◆ DO THIS
Could you return every one of the following rows back to me, unchanged, line for line?
======
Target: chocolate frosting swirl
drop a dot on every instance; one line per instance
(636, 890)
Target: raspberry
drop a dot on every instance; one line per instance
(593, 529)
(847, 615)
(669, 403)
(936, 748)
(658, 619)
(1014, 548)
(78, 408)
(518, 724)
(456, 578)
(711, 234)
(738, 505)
======
◆ WORKED ANSWER
Target: chocolate frosting swirl
drop a dot on every instance; one line per instance
(636, 890)
Target: raspberry
drop a dot on every instance; one line per instance
(593, 529)
(847, 615)
(669, 403)
(936, 748)
(658, 619)
(1014, 548)
(78, 408)
(518, 724)
(456, 578)
(711, 234)
(738, 505)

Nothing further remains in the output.